_Your instructions_
In the copy, include every entry exactly but none of the images.

_Data supplied_
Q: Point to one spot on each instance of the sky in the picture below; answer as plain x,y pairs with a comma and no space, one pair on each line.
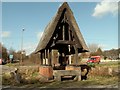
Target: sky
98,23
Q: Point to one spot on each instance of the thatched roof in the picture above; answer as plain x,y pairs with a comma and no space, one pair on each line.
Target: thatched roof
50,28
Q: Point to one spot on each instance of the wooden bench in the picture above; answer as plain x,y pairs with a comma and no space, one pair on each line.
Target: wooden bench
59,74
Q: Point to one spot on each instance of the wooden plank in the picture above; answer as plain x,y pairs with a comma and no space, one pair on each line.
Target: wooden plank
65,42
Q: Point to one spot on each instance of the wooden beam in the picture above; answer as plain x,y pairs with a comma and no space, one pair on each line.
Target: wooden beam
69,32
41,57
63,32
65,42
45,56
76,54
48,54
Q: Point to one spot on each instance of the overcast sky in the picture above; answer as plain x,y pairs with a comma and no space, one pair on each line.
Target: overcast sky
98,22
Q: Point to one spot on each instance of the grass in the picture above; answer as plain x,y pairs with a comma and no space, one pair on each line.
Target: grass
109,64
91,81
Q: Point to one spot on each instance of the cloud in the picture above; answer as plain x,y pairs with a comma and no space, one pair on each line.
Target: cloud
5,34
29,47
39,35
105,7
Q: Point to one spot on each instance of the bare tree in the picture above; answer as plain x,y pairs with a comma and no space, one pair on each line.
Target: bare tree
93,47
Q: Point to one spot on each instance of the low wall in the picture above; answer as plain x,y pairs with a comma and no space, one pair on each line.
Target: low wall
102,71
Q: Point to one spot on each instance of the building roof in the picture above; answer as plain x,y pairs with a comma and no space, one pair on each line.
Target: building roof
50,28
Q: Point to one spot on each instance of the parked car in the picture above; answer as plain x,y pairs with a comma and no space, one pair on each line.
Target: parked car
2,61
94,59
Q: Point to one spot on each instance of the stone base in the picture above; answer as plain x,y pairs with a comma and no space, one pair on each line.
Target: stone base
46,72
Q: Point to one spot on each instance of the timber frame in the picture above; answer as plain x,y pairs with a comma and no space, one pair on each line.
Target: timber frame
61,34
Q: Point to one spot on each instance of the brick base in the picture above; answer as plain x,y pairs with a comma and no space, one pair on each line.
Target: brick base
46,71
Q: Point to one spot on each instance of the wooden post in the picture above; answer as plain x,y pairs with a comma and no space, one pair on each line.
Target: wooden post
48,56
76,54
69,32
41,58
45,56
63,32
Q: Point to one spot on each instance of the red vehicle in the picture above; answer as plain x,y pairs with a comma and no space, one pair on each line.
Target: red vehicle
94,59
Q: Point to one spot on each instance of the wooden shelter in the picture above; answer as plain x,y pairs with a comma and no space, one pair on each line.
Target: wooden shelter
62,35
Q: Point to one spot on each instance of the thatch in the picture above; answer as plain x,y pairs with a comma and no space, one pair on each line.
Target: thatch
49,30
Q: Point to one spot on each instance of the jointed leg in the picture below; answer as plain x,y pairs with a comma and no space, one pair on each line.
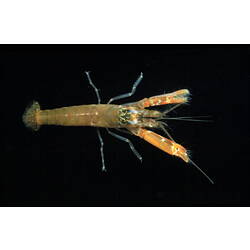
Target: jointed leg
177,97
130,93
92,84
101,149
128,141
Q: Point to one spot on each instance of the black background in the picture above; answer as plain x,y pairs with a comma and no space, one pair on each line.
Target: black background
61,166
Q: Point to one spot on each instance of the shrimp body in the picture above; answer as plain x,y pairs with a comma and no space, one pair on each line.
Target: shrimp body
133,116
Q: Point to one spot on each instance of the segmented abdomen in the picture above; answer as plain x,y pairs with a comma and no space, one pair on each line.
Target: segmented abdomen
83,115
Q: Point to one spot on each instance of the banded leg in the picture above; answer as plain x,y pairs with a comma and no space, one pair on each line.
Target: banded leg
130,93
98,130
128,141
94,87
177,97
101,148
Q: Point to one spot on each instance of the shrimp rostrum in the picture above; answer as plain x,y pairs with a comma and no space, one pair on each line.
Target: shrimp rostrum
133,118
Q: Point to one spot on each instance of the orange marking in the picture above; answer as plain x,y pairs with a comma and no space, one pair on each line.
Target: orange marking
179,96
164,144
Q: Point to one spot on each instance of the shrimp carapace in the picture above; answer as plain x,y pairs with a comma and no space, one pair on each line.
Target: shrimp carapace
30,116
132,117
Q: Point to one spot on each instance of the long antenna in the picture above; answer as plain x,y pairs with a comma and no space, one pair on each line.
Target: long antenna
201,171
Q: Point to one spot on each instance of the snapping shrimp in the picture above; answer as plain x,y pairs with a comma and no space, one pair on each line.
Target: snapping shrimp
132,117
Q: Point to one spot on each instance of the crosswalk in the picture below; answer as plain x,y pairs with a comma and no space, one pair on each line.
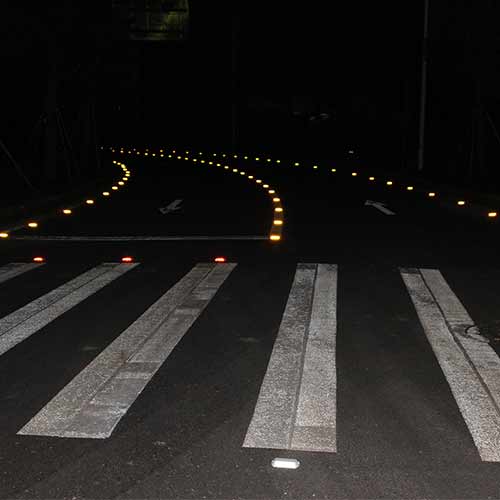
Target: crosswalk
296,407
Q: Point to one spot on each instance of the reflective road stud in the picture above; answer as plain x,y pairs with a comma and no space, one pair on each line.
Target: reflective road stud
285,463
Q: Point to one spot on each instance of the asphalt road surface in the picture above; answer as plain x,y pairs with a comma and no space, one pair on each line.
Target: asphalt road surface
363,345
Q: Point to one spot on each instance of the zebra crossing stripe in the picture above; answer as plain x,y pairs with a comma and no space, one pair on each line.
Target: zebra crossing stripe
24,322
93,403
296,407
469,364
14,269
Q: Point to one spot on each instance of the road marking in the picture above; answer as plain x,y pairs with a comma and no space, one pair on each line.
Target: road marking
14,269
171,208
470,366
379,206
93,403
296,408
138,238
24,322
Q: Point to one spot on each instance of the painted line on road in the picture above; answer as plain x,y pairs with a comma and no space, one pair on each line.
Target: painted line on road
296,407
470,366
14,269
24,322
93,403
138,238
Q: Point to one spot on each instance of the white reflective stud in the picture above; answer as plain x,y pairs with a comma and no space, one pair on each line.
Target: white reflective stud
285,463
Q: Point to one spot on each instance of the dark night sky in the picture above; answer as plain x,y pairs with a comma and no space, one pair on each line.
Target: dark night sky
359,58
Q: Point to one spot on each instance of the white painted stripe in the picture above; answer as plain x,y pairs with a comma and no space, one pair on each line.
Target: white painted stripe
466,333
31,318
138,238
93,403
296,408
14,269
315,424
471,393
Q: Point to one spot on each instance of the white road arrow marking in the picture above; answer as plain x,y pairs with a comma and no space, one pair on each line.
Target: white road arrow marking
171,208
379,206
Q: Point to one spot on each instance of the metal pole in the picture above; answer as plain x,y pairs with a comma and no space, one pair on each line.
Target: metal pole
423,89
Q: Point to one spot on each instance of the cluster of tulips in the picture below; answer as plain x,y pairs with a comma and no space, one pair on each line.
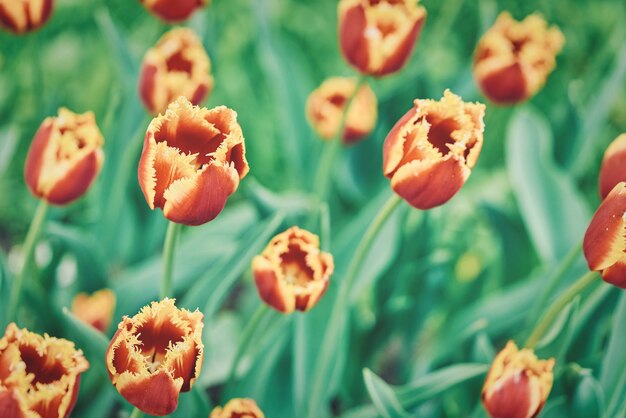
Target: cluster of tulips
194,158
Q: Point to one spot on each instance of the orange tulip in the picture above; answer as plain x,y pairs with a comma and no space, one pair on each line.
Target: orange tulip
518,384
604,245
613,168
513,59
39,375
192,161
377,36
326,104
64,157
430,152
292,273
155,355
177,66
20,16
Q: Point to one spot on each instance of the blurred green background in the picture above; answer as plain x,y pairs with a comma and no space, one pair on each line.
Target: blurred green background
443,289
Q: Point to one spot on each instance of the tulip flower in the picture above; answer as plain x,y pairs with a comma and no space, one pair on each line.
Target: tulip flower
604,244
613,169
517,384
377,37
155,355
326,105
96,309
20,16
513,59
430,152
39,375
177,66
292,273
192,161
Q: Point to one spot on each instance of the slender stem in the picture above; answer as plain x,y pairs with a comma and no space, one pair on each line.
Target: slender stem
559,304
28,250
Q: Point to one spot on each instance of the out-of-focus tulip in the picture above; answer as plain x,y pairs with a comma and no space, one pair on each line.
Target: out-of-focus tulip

_Exercise response_
Q: Point to one spot on each instance of the sky in the picture below; answer as plain x,y pairs with a comma and no space, one pair on each line.
Target: sky
98,23
Q: Point to one spot on each instance of the thatched roof in the picture above; answer as plain x,y pairs with a comma and no space, one pair on each line.
Target: thatched roof
50,28
Q: Point to one spot on each instance of the wooden bench in the picture above; answer as plain x,y pairs with a comma and no space, one pair on each line.
Target: wooden bench
59,74
Q: Point to one spot on each instance of the wooden plank in the picture above; answer as plain x,y pairs with a comma and no space, one pair on each line.
Target: wooden plank
65,42
Q: Point to one spot on each instance of the wooden beam in the picture above; answer as plain x,y pairs with a comma and no space, one pair on each line.
Target: wooden beam
69,32
41,57
63,32
65,42
45,56
76,54
48,54
Q: Point to one spot on each instance of the overcast sky in the picture above; answer as plain x,y pairs with a comma and no space, one pair on each line.
Target: overcast sky
98,22
Q: Point to one spot on each instance of the grass in the picture above; answer as plain x,y pairs with a comma and no space, one pair on each line.
Target: grass
109,64
91,81
Q: Point to one spot on each instance of the cloud in the picture above; answer as plain x,y pairs with a comma and no space, one pair on each line.
Target: cloud
5,34
29,47
39,35
105,7
Q: Point to one spot on each instance of the bare tree in the picture above; answer as plain x,y pairs with a comma and no space, one pair on each line.
Target: bare tree
93,47
Q: Point to one spot on each instance of the low wall in the picture above; answer as plain x,y pairs with a comma and no space, one pair on each line.
Target: low wall
102,71
Q: Point to one spot on each instance of the building roof in the picture above; answer as plain x,y pairs with a comma and no space, one pair on each line.
Target: building roof
50,28
Q: Point to one spot on each instance of the parked car in the picture above; answer as plain x,y pairs with a comma and no space, one pair on each line.
Target: parked car
2,61
94,59
Q: Point to one spot on each instance of the stone base in the picture above; answer as plain x,y pairs with a comma and no space, one pair on each line.
Target: stone base
46,72
Q: Point to one spot on each instance of the timber frame in the picture above; answer as plain x,y pairs with a comma and no space, one pair on each line.
Target: timber frame
61,34
Q: Point to one spot on each instance of the brick base in the picture above; answer as plain x,y pairs with a comma and no space, one pair on each line.
Target: brick base
46,71
Q: Point to one spot on each instance of the wooden post in the picture above; answer as plain x,y pairs with a comma and no space, one pair on each line.
Target: wooden post
48,56
76,54
69,32
41,58
45,56
63,32
Q: Point to one spot on each instance of the red vehicle in the picture above; answer as plain x,y pairs with a comma and no space, one pair on each line.
Target: red vehicle
94,59
Q: Point to one spot on each instance of the wooden shelter in the picture above; answer as plain x,y pairs with a comma and no space, one pair on each line.
Target: wooden shelter
62,35
Q: Point to one spot on each instance of the thatch in the picture above; answer as plain x,y pairs with a comma and no space, one pair on each line.
Target: thatch
49,30
Q: Point to one spot on each instance of the jointed leg in the picture below; answer as plain x,y pairs with a comma and no space, one pair on each line.
Target: jointed leg
177,97
130,93
92,84
101,149
128,141
Q: Point to one spot on each instance of the black background in the picture above; answer as plain x,y pairs with a comma and no space, one pair on each line.
Target: black background
61,166
Q: Point to one spot on each instance of the shrimp body in the picture above; answer as plain x,y pairs with a comma and no space, one pair on each line.
Target: shrimp body
133,116
Q: Point to one spot on each instance of the segmented abdomen in the picture above; answer as plain x,y pairs with a comma and no space, one pair on each line.
Target: segmented abdomen
83,115
Q: Point to one spot on each instance of the banded leg in the picture above; answer as plain x,y pairs with a comma and no space, one pair on each line.
Target: banded leg
130,93
98,130
128,141
94,87
177,97
101,148
Q: Point to one spot on each instance of the shrimp rostrum in the picture above; answer as plain x,y pairs with a comma and no space, one pair on each line.
Target: shrimp rostrum
133,118
Q: Point to one spot on each instance of the orange marking in the picture above; answer as plain x,y pairs with a comma and no space, one pair on each line.
Target: orange marking
179,96
164,144
Q: Point to one spot on each instance of the shrimp carapace in the picture above; answer as plain x,y pairs with a comma and no space, one pair on each line.
Target: shrimp carapace
30,116
132,117
Q: Point to one spot on each instance of the long antenna in the picture above; answer as plain x,y pairs with a comma and no space, one pair on each line.
Target: long antenna
201,171
Q: Point to one spot on each instance of the snapping shrimp in the picture above; answer as plain x,y pairs with a comma and no space, one pair on each line.
Target: snapping shrimp
132,117
Q: Point to one spot on each instance of the crosswalk in the picture below; answer as plain x,y pairs with a comma and no space, one pair on each line.
Target: crosswalk
296,407
Q: Point to one spot on each instance of the reflective road stud in the picture above; answer as plain x,y pairs with a comma and no space, one pair on each line.
Target: reflective road stud
285,463
Q: Point to one spot on each instance of the asphalt road surface in the picture above; answer as plain x,y pairs with a comma and no space, one pair on each line.
Target: asphalt road surface
363,345
Q: Point to one spot on each instance of the zebra crossing stripe in the picture above; answer as plain x,y pairs with a comma and no space, one pair on each line.
Target: zebra crossing stripe
24,322
93,403
296,407
469,364
14,269
Q: Point to one spot on each instance of the road marking in the picture above; answer as plain x,y pairs with a comma and no space, one pair on each line.
Target: road marking
14,269
171,208
470,366
379,206
93,403
296,408
138,238
24,322
Q: Point to one spot on each instance of the painted line on road in the picture above; answer as plain x,y pairs with a comma and no space, one pair on each line.
Target: painted line on road
296,407
470,366
14,269
24,322
93,403
138,238
Q: Point to one spot on each instance of the white reflective stud in the picture above; answer as plain x,y pairs with a comma and no space, one pair on each line.
Target: white reflective stud
285,463
Q: Point to one spot on each instance of the dark night sky in the picture above; answer as plain x,y pairs with a comma and no space, one pair on each line.
Target: dark night sky
359,58
Q: Point to one spot on each instance of the white painted stripe in the picture above; answer as plain x,y pairs with a comma and no space, one pair on each line.
Target: white painted stripe
466,333
31,318
138,238
93,403
296,408
14,269
315,424
471,393
Q: Point to one spot on each instance of the white road arrow marking in the picture above; answer as plain x,y pairs with a comma and no space, one pair on each line.
Target: white road arrow marking
171,208
379,206
Q: Point to one spot on each instance of the metal pole in the picture above; answer as plain x,y pairs with a comma and no space, one pair on each line.
Target: metal pole
423,89
Q: Point to one spot on each instance of the cluster of tulips in the picture below; answer as plain x,y pairs with a comma and no space, one pair on each line.
Target: cluster of tulips
194,158
Q: Point to one spot on each instance of the orange tulip in the picture above; answer as plain x,y pairs with a comma and no space, one pair on each line.
Target: orange tulip
518,384
604,245
613,168
513,59
39,375
192,161
377,36
326,104
64,157
430,152
292,273
155,355
177,66
20,16
Q: Point to one spot on each instance of the blurred green background in the picture above; answer as plain x,y pairs with a comma and no space, one pair on each line.
Target: blurred green background
443,289
Q: Point to one spot on each instance of the tulip flower in the picture above; answer as plain x,y pairs with a comma and no space, one pair on each line.
Target: tulip flower
604,244
613,169
517,384
377,37
155,355
326,105
96,309
20,16
513,59
430,152
39,375
177,66
292,273
192,161
Q: Point to one spot on each instance of the slender stem in the picture above; answer as plain x,y pairs with a comma and no space, one pair on each line.
Target: slender stem
559,304
28,250
Q: Point to one spot on each instance of the out-of-focus tulip in the picture above; answer as plain x,y pairs with a comma and no space, one pair on each line.
Target: out-of-focus tulip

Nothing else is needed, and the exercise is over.